What you have to do:
Answer these questions from the abstract on mixed-valent diiron complexes.
(a) At what temperature were the frozen solutions of the diferric complexes reduced by γ-irradiation?
(b) What yield of mixed-valent species was reached at high doses?
(c) After annealing at 115 K or higher, up to what temperature can the resulting EPR spectra be observed?

Mixed-valent μ-oxo-bridged diiron complexes produced by radiolytic reduction at 77 K studied by EPR

Abstract

 Several dinuclear diferric complexes were prepared, bridged by only an oxo ion, by an oxo ion and additionally one or two carboxylate groups, or by two hydroxo ions. Frozen solutions of these EPR-silent diferric complexes were radiolytically reduced by γ-irradiation at 77 K. The reduced forms gave EPR spectra typical of mixed-valent diiron species with S = 1/2. The yield was about 50% at high doses. With ⁵⁷Fe replacing ⁵⁶Fe the spectral features were broadened because of hyperfine interaction with one or both of the ⁵⁷Fe nuclei. All oxo-bridged complexes give mixed-valent species with unbroadened EPR spectra observable up to 110 K. The anisotropy is small, Δg = g ₁–g ₃<0.07, and g _av = (g ₁+g ₂+g ₃)/3 falls in the range 1.93–1.96. Annealing at T≥115 K causes the EPR spectra to change and finally become more anisotropic, 0.14<Δg<0.32 and to have smaller g _av, 1.78<g _av<1.89. These spectra are observable only at T≤35 K. Radiolytic reduction of the diferric complexes with hydroxo bridges leads directly without annealing to this second type of mixed-valent species. The annealing-induced transition from a primary to a secondary mixed-valent species in the case of an oxo-bridged diferric starting complex is suggested to be a structural relaxation including protonation of the bridge. Annealing at temperatures above ca. 180 K and final thawing causes the mixed-valent dinuclear species to disappear, probably by disintegration to mononuclear species. These mixed-valent species are useful models for similar species in proteins, where primary-type species may take part in transient electron transfer, and the secondary-type species are usually more persistent forms in redox reactions. For proteins, available data show that there is a tendency for both primary and secondary species to have larger g anisotropy, Δg, and smaller g _av, than obtained with the models. These differences suggest that the diiron centers of proteins are affected by their specific surroundings. Our results also show that the nature of the bridge, oxo or hydroxo, may not always safely be determined from a measured J value. Measurement of the EPR parameters, Δg, g _av and limiting temperature of observation (relaxation properties) of a mixed-valent complex, or, in the case of a diferric complex, of the primary mixed-valent species induced by radiolysis at 77 K, offers an alternative empirically based method to determine the nature of the bridge.

Items from a data source:
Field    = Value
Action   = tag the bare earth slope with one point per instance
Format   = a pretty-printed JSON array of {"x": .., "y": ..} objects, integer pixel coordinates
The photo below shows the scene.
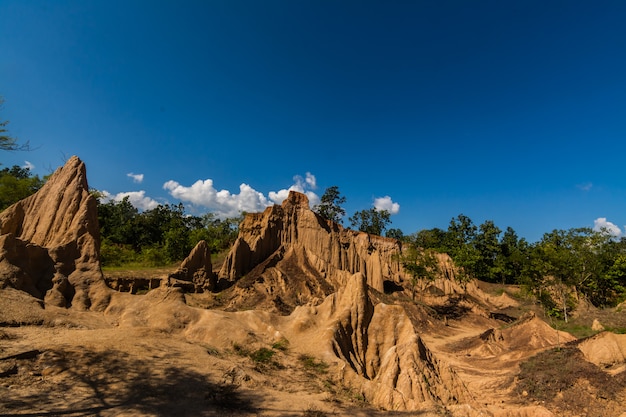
[
  {"x": 306, "y": 328},
  {"x": 49, "y": 242}
]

Exercise output:
(a) 77 K.
(b) About 50%.
(c) Up to 35 K.